*DATA EXCERPTS*.

◇ ◇ ◇

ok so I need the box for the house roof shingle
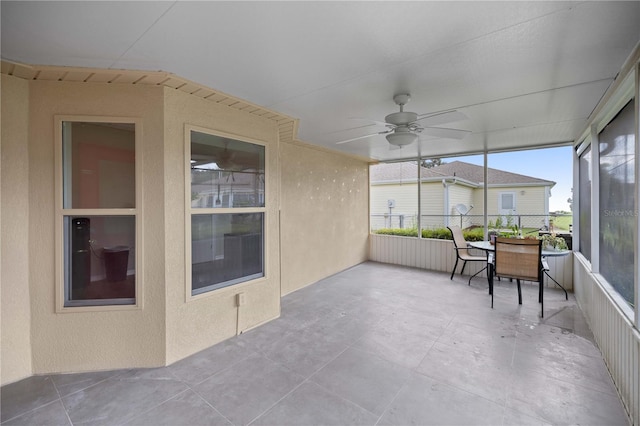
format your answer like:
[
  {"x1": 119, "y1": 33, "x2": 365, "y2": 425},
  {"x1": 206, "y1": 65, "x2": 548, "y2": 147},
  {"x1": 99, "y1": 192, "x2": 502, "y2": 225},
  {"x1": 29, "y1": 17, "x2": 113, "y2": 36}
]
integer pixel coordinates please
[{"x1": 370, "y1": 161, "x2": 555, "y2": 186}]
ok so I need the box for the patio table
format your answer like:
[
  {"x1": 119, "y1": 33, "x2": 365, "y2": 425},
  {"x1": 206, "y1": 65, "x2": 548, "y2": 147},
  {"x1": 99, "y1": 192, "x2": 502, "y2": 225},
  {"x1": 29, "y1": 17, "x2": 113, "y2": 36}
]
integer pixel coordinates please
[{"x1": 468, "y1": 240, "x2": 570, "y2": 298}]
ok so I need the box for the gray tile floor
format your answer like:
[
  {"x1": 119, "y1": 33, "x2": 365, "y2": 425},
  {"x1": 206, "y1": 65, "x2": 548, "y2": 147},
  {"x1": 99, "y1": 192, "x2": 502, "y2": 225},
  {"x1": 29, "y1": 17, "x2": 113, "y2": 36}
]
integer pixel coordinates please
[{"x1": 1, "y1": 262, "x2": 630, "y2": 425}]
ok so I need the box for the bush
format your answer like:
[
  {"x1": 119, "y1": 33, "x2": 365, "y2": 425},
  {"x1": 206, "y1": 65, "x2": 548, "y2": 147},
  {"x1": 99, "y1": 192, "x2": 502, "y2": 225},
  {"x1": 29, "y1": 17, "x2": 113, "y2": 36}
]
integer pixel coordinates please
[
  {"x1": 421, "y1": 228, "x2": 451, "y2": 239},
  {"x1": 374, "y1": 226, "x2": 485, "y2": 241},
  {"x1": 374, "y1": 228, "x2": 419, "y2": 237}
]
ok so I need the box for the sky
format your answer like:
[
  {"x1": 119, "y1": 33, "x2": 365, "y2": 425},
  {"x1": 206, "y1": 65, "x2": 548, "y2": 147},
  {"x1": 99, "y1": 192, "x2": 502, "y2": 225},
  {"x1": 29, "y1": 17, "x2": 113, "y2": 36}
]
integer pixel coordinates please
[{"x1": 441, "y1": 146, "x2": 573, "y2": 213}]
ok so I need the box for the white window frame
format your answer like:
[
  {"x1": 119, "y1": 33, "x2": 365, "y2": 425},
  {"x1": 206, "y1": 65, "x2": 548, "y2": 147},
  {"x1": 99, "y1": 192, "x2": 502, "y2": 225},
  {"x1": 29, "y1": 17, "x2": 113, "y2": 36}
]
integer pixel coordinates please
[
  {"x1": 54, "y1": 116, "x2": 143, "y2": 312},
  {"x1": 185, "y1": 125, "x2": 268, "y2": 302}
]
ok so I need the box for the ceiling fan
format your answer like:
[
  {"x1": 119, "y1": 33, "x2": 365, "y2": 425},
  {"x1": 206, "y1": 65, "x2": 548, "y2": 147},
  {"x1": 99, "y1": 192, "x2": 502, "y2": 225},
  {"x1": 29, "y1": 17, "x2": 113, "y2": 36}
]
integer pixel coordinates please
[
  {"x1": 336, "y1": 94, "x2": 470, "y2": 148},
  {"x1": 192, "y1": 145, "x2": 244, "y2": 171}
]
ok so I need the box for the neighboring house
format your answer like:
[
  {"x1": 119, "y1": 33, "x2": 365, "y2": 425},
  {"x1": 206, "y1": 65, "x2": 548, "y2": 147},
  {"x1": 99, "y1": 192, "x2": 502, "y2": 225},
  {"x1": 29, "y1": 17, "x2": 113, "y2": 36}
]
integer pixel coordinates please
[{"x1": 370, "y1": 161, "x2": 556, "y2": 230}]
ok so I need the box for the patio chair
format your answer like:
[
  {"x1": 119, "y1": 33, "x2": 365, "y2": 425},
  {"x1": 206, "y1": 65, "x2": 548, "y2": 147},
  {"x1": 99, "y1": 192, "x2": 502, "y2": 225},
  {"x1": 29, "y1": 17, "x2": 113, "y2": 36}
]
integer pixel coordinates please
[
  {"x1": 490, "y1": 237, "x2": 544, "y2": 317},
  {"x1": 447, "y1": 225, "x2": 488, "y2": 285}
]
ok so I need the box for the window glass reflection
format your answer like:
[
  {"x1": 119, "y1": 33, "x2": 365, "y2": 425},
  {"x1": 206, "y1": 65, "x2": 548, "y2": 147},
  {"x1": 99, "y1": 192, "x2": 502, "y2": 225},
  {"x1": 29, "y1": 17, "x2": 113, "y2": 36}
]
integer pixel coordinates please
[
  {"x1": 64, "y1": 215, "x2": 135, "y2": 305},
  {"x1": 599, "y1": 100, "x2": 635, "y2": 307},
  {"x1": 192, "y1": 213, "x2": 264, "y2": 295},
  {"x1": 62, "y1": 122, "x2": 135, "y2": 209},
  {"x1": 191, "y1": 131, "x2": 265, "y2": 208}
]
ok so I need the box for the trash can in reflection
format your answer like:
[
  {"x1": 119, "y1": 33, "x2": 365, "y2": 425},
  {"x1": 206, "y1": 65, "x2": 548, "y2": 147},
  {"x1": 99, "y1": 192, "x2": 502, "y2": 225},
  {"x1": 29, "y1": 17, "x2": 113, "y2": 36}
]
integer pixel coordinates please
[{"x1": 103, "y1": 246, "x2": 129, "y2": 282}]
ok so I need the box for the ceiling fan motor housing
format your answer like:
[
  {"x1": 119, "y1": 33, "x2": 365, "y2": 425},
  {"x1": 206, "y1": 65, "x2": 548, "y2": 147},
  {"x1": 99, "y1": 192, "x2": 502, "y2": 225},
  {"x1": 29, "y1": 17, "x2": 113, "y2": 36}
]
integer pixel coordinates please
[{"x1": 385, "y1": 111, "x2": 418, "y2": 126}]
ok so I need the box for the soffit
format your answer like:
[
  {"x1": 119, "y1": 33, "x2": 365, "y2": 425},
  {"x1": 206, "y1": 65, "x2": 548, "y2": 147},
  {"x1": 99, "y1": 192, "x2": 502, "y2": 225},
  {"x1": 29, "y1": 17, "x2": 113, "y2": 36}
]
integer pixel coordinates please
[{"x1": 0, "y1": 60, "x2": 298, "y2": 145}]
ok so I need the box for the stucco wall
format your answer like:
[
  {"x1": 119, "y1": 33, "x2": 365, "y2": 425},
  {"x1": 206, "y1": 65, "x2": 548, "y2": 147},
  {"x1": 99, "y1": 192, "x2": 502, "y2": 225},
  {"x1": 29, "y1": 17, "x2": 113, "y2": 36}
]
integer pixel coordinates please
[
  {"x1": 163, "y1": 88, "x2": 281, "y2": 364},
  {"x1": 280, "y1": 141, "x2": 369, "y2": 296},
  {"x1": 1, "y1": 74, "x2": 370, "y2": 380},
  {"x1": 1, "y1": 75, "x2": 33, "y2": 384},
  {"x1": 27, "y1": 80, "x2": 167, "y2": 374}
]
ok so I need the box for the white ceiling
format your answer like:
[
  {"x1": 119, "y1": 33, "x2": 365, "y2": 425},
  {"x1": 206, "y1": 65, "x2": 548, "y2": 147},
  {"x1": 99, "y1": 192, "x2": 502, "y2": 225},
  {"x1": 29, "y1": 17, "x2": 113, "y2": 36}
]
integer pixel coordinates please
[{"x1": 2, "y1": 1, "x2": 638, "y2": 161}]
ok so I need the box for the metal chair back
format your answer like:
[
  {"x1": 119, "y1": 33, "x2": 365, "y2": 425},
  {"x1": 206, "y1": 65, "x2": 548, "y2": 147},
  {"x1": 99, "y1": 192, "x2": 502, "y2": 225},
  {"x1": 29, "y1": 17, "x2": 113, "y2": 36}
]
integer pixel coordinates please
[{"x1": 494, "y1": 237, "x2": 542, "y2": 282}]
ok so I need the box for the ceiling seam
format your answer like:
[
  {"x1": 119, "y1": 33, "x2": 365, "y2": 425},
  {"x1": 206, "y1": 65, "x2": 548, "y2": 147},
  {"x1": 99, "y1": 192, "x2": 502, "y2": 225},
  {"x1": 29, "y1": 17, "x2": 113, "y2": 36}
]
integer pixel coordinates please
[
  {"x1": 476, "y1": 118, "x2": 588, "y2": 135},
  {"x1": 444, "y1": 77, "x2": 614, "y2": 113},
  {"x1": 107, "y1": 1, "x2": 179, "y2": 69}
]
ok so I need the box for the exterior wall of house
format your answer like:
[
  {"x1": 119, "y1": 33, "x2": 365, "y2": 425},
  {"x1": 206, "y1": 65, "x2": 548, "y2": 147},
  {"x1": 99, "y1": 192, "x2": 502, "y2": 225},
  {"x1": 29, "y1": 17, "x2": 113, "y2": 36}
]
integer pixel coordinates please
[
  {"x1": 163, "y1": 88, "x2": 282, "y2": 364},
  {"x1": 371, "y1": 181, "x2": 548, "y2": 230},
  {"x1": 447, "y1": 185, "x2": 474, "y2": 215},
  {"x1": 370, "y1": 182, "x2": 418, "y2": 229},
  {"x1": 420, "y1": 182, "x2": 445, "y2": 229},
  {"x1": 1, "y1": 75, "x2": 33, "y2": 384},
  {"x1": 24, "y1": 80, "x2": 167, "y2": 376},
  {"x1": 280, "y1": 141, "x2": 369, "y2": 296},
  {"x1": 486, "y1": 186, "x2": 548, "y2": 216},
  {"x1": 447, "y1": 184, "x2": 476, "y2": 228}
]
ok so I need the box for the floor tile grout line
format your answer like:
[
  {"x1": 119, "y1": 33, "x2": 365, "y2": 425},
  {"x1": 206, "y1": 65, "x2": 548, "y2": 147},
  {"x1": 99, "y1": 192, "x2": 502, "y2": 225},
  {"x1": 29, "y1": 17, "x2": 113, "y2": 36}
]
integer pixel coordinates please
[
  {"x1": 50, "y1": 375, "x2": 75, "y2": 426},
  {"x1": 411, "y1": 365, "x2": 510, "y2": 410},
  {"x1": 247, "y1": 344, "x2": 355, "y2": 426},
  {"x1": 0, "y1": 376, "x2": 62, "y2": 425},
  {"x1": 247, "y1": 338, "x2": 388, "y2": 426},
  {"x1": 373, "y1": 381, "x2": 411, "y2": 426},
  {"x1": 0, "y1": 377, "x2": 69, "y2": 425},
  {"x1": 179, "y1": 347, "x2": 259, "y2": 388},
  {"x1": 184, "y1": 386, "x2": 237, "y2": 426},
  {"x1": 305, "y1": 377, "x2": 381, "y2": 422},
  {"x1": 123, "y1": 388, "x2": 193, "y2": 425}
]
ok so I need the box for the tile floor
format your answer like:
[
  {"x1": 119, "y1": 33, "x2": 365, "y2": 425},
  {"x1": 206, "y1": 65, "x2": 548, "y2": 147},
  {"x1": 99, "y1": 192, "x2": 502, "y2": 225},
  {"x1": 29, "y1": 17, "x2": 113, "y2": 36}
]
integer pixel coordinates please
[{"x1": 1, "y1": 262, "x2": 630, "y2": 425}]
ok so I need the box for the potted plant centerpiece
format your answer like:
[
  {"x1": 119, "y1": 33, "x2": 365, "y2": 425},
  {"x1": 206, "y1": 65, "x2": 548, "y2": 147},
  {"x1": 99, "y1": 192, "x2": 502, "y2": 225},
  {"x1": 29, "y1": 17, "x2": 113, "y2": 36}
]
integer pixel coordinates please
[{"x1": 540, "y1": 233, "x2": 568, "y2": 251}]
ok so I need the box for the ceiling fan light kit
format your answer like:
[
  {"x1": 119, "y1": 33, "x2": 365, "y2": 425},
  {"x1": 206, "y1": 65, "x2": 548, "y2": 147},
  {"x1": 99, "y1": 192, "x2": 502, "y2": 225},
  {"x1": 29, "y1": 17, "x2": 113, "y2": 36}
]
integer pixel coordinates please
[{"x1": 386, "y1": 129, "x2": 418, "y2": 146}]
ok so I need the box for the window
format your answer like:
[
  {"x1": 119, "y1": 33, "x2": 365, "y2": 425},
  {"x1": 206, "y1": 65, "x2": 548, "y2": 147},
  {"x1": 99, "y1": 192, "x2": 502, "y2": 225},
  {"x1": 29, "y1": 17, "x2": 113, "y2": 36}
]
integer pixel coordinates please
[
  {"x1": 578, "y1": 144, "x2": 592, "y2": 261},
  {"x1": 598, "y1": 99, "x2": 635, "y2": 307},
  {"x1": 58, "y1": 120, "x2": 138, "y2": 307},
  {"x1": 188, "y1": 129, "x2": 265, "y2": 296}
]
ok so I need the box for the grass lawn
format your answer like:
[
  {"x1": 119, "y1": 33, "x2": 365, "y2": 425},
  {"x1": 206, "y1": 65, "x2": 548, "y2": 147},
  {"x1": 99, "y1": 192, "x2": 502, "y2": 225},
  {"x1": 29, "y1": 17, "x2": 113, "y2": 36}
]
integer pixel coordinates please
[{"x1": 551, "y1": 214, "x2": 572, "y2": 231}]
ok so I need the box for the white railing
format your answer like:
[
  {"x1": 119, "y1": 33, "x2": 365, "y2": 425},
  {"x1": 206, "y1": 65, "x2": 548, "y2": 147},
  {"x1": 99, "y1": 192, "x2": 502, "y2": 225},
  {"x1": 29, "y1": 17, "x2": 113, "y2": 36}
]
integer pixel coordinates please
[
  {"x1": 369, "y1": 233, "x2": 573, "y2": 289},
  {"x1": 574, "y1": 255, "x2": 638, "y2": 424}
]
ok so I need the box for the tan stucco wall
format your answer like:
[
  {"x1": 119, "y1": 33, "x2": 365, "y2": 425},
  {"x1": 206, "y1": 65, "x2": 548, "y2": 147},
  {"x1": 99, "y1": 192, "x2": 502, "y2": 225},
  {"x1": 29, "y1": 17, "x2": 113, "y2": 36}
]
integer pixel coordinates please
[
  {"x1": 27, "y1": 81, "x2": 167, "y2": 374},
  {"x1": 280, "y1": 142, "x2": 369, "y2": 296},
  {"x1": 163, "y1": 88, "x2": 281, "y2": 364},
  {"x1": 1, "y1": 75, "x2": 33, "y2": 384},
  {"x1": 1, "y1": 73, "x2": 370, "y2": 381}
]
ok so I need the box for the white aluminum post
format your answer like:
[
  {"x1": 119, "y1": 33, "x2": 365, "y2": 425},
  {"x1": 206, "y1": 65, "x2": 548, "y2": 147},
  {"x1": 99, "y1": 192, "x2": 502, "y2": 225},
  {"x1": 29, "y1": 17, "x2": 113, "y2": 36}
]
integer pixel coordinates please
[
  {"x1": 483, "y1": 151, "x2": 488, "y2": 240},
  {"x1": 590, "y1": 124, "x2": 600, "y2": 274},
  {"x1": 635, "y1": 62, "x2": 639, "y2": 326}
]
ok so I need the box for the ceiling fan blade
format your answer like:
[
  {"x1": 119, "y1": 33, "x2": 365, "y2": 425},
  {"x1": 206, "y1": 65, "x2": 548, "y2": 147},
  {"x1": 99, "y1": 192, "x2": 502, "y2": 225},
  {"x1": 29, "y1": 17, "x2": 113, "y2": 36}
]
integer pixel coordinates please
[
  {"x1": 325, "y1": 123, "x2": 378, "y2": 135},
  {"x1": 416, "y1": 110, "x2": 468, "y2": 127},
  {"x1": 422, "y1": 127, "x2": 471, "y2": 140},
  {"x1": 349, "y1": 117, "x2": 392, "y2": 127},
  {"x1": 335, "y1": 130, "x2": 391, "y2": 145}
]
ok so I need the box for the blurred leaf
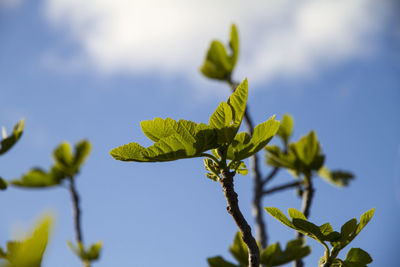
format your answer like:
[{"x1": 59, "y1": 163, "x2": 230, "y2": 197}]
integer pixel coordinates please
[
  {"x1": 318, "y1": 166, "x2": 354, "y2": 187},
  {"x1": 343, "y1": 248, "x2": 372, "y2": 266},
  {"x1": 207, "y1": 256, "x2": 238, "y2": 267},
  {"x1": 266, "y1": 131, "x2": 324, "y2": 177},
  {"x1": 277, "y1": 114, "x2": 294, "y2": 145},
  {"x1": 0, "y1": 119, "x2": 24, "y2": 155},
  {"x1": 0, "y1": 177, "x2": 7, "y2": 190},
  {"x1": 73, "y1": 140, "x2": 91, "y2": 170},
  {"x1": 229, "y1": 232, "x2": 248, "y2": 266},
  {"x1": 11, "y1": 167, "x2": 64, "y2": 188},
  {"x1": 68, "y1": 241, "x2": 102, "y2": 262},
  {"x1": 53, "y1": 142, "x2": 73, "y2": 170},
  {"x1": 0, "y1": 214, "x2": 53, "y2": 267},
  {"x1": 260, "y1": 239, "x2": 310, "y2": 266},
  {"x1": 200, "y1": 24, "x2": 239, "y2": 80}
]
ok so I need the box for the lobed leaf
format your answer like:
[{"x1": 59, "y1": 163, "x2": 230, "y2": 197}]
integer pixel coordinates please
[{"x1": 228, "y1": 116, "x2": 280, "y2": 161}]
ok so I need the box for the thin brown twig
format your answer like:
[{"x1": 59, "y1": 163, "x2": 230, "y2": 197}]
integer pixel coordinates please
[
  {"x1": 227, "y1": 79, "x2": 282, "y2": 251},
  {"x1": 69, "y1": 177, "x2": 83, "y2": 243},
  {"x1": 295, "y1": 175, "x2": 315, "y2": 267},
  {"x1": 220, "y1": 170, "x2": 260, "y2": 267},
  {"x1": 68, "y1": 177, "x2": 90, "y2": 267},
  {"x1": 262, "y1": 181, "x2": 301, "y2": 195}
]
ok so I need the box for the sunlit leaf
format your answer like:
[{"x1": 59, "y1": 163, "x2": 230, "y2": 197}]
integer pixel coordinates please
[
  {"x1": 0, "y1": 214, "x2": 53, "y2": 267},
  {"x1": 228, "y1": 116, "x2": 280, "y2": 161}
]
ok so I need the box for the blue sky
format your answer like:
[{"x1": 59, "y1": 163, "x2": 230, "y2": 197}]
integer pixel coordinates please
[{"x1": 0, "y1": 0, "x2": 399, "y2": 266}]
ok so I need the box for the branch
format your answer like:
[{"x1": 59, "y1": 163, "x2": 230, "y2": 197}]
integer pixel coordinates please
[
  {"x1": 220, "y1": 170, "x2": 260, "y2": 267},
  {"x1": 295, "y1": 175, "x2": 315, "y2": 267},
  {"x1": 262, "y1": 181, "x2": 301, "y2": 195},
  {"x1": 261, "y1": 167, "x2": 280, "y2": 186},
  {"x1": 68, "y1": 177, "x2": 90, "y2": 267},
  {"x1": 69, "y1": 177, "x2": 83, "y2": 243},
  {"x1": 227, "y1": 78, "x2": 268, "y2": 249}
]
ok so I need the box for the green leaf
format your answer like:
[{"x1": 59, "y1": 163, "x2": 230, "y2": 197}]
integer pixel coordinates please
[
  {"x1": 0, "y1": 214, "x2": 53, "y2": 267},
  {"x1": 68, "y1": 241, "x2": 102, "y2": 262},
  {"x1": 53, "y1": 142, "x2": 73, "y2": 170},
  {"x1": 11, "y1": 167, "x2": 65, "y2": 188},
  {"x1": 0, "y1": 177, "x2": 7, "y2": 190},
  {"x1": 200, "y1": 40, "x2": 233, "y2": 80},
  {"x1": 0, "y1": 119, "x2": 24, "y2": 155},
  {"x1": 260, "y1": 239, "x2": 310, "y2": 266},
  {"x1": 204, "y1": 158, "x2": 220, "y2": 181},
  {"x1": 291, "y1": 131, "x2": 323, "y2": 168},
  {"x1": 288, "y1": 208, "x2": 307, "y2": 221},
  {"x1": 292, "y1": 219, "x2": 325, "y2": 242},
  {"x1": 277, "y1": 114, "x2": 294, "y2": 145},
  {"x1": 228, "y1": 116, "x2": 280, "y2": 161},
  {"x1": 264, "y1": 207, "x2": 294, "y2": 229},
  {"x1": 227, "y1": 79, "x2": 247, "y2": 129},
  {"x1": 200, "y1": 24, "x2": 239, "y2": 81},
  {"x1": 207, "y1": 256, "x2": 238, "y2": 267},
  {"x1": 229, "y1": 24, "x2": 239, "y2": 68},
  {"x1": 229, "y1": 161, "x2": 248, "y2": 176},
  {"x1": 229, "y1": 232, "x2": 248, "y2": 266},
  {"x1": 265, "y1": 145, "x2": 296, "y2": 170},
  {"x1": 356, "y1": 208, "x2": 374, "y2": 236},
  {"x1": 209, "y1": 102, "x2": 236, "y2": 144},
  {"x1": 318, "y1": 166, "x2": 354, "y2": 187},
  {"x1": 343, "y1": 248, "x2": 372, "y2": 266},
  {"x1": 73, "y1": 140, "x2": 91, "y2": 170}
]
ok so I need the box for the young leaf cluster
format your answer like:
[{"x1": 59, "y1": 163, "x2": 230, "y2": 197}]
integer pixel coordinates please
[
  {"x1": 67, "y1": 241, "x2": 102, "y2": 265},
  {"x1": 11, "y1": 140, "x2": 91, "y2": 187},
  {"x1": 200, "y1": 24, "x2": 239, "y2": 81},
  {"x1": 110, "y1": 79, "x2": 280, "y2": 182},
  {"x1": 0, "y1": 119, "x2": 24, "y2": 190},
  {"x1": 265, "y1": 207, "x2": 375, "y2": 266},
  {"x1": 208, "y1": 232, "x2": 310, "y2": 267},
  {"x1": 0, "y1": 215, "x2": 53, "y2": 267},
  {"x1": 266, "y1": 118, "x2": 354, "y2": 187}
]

◇ ◇ ◇

Once you have identified the lines above that contain "house", copy each of them.

ok so I need the box for the house roof shingle
ok so I need the box for the neighboring house
ok so I need the box for the exterior wall of house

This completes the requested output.